A Ring commercial from 2018 brands itself as “home security like never before,” and focuses on features such as lights with motion sensors, sensors throughout the home connected to cameras inside and out, and professional monitoring with 9-1-1 response. Ring declares itself a “whole new way of protecting your home and property.” Another advertisement from 2017 follows the creator of Ring, Jamie Siminoff, and Shaquille O’Neal as they drive around a Los Angeles neighborhood, installing the doorbell on people’s homes and marveling at the clarity of the images. O’Neal even remarks, “I love making neighborhoods safe” as the advertisement fades out.[xxxii] Ring even goes further to broadcast endearing moments caught on their home security cameras—a 2019 video of an Amazon driver dances on a doorstep as he sees snacks left out for delivery drivers. It is a heartwarming, feel-good moment, surely making you thankful that Ring was there to capture this footage in the first place. But within these ads and videos, there is hardly any mention of its law enforcement use. There is no mention of a suspicious persons database, nor any information on its ability to recognize and identify faces.
VI. Police Departments and Tech Companies: Concerning Partnerships
As of August 2019, over 400 police forces across the country have partnered with Ring.[xxxiii] The company has offered discounts to cities and community groups that spend money on the cameras and have even given free products to police departments to distribute throughout their community. With these partnerships, law enforcement can request video footage from a homeowner’s cameras within a certain time and place, allowing them to see footage from the company’s cameras. Concerningly, police don’t need a warrant to request such footage—only the user’s permission. While a user can deny the request for law enforcement to see the footage, the terms of service state that, “Ring may access, use, preserve and/or disclose your Content to law enforcement authorities, government officials, and/or third parties, if legally required to do so,” and that deleted content may be stored by Ring, only accessible with a valid court order. So, while a user can deny the request for their footage to be shared with law enforcement, that footage can still be accessed with a warrant whether the owner of the footage consents to it or not.
Ring officials and partners portray the network and partnership as a critical tool in assisting police investigations and protecting homes from criminals and thieves. However, the partnerships allow law enforcement to have eyes all over residential neighborhoods and properties, with the possibility to surveil an area at all times. Privacy advocates and legal experts have voiced concerns that the program could threaten civil liberties, turn residents into informants, and target innocent people flagged as “suspicious” by Ring—a potential result that will be discussed in the legal section below.[xxxiv]
While police forces cannot directly access the livestream of home security footage, “Neighbors” is an app that can allow police to interact with people in the neighborhood who use Ring security cameras. The app allows the people in the neighborhood to talk about stolen packages, suspicious people, and more. It permits law enforcement direct access to the network of home security cameras. However, this technology is far from infallible. There have been several cases of these home security cameras being hacked. In December 2019, a Mississippi home security camera installed in an 8-year-old girl’s room was hacked. A built-in speaker started playing songs and an unknown voice shouted racial slurs. According to the New York Times, three other similar cases had been reported in the month of December 2019 alone.[xxxv]
While we look at technology that is available to law enforcement, it is also important to look at how that technology is being marketed and sold to police forces. In the case of Ring, Amazon is almost using police forces as a conduit to the civilian market, getting them to give homeowners free Amazon products and promoting the idealized safety of a neighborhood. Ring has even forbidden police forces from using the word “surveillance” in connection with their product, admitting that the term could flag user privacy concerns.[xxxvi] In Amazon’s case, free products and tax breaks are persuading police forces to use their products, but in-person conventions are still showcasing the most advanced and up-to-date technologies for police forces to arm themselves with.

▶ [TASK A]: Summarize the passage on Ring and police partnerships in three sentences.
▶ [TASK B]: Resume the passage on Ring and police partnerships after its final sentence.
The material after this point is unrelated to the passage on Ring and police partnerships.

▶ [SUPPLIED RECORDS]:
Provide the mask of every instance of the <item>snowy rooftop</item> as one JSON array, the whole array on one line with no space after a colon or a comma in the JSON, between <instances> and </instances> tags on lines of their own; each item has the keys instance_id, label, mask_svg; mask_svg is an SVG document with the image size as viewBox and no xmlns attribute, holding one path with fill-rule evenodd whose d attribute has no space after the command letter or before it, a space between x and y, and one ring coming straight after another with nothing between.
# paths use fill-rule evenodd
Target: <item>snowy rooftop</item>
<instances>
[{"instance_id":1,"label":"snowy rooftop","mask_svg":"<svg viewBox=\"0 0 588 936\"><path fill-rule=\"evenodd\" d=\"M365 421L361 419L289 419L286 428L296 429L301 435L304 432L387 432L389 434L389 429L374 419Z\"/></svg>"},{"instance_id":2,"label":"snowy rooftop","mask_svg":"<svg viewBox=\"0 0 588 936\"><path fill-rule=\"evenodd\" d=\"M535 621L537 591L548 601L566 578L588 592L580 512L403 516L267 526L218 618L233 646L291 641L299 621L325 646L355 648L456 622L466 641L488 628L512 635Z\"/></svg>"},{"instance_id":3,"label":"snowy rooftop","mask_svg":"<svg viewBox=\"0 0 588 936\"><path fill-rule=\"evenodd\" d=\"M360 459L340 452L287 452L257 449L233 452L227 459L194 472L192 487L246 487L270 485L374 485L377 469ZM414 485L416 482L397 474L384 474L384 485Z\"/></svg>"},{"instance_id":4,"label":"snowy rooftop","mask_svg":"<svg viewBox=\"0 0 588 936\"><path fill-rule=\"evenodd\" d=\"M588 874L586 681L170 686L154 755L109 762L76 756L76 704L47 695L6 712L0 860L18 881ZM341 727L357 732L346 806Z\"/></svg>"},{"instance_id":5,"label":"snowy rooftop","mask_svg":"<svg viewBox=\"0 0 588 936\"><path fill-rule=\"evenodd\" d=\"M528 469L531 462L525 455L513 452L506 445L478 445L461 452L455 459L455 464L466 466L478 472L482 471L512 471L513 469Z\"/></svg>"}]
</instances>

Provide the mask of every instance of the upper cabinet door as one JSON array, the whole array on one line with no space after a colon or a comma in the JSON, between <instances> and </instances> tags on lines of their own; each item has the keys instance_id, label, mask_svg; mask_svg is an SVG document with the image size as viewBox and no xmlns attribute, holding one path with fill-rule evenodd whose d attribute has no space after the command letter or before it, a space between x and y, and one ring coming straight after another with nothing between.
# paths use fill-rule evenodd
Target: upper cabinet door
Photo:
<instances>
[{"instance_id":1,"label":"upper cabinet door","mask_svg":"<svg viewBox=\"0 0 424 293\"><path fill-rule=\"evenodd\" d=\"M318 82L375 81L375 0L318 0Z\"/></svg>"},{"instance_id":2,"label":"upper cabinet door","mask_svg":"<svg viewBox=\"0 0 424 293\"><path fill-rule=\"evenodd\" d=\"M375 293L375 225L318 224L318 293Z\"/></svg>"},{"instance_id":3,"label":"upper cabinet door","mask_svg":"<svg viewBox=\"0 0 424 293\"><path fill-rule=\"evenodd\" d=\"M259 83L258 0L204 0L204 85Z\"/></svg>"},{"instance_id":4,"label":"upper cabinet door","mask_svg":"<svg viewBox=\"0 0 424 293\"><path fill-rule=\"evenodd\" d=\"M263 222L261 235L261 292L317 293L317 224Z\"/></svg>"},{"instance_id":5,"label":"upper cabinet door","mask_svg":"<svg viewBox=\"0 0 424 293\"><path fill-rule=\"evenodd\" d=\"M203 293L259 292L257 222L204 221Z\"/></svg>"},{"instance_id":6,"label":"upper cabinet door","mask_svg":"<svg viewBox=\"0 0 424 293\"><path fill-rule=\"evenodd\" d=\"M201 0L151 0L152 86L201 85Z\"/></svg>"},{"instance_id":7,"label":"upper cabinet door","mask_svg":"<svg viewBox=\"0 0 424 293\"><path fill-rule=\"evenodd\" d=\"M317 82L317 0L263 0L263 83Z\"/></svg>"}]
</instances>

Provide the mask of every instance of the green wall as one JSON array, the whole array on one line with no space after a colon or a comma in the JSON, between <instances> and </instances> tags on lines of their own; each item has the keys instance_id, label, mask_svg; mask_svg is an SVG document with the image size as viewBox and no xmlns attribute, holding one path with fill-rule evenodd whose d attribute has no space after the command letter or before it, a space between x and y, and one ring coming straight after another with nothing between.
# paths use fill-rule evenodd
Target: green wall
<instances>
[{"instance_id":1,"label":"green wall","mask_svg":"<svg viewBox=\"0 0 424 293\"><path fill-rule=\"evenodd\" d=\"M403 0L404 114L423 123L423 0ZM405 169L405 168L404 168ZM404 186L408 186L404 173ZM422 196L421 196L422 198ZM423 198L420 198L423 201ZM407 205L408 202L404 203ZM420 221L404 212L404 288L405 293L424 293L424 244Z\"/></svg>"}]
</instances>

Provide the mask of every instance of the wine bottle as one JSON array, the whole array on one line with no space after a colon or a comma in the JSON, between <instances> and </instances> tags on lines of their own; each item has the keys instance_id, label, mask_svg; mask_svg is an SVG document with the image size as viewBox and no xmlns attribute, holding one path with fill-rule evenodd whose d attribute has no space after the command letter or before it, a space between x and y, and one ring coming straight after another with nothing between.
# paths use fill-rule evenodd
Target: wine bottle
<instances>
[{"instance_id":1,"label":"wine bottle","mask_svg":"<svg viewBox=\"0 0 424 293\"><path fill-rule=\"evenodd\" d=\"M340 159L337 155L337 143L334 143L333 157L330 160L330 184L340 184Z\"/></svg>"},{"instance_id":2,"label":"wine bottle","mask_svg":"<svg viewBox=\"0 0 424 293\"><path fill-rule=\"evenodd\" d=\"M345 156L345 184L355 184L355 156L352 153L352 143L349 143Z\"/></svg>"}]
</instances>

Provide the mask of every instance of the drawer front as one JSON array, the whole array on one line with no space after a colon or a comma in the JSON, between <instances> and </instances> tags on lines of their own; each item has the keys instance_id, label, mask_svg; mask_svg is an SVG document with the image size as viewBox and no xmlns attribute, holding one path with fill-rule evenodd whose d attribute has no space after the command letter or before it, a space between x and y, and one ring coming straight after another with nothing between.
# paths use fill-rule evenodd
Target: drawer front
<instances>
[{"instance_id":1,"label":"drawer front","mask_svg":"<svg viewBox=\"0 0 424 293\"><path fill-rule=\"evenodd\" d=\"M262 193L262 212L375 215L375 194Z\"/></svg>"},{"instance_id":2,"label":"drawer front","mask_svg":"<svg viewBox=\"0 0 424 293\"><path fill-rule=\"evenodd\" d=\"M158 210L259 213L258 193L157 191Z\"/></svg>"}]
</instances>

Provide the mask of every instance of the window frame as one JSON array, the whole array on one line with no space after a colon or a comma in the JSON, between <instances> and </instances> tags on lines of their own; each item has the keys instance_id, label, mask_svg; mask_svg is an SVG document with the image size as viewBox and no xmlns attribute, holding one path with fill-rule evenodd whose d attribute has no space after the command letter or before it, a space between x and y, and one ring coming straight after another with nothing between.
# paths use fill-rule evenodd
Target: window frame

▶ [TASK OUTPUT A]: Ring's advertisements promote home security features and feel-good moments caught on camera but hardly mention the product's law enforcement use, including a suspicious persons database and the ability to identify faces. As of August 2019, over 400 police forces had partnered with Ring and could request homeowners' footage without a warrant, and although users may refuse such requests, the terms of service let Ring disclose content to authorities if legally required. Privacy advocates warn that the partnerships could threaten civil liberties, the cameras have been hacked in several cases, and Ring has forbidden police from using the word "surveillance" while relying on them as a conduit to the civilian market.

▶ [TASK OUTPUT B]:
Jay Stanley, senior policy analyst at the ACLU, discusses the International Association of Chiefs of Police conference, held in Philadelphia in 2017.[xxxvii] At the conference, over 600 vendors displayed their wares for potential law enforcement buyers. While Stanley saw the standard products for police forces (batons, badges, handcuffs) there were also new technologies being marketed, like body cameras that are able to detect gunshots, and other analytic software, such as a microphones that could be installed in city centers that can detect noises such as gunshots, breaking glass, and has an “aggression detector.” He writes about Axon/Taser, a prominent player in the body camera industry. The Axon/Taser booth at the convention had a giant tent with a theater, where people stood in line to view a video and a “hologram” about Axon body cams. The convention included big tech players like Motorola, Samsung, and Microsoft trying to get in on the police technology game.
Similarly, the 2019 Milipol Paris convention gives us a look into the technology being marketed to police, militaries, and even higher intelligence agencies. The convention targets buyers all over the world, with technology ranging from machine guns to spyware. The convention displays its powerful weapons on marble tables, or hanging from the ceilings as if they were pieces of art to be admired.[xxxviii] The convention is described as an “Apple store for armies,” evoking thoughts of products laid beautifully around a store, waiting to be bought, taken home, and played with. The convention also consists of controversial firms like NSO group, with secretive booths that are shielded from the outside eye.
While these conventions don’t necessarily highlight what police forces are actually buying, they tell us what tech companies think police forces will want. Police technology isn’t being marketed as a means to an end, or a tool in stopping crime and keeping the public safe. Police technology is being marketed as an extravagant party that uses bells and whistles to persuade and promote technology. Thinking about the secretive groups at Milipol Paris, or the Axon/Taser mini theater set up at the Philadelphia convention, there is not a product being sold, but an experience. Unfortunately, such evocative marketing tends to leave privacy and civil liberties by the wayside in the pursuit of the next big thing in law enforcement.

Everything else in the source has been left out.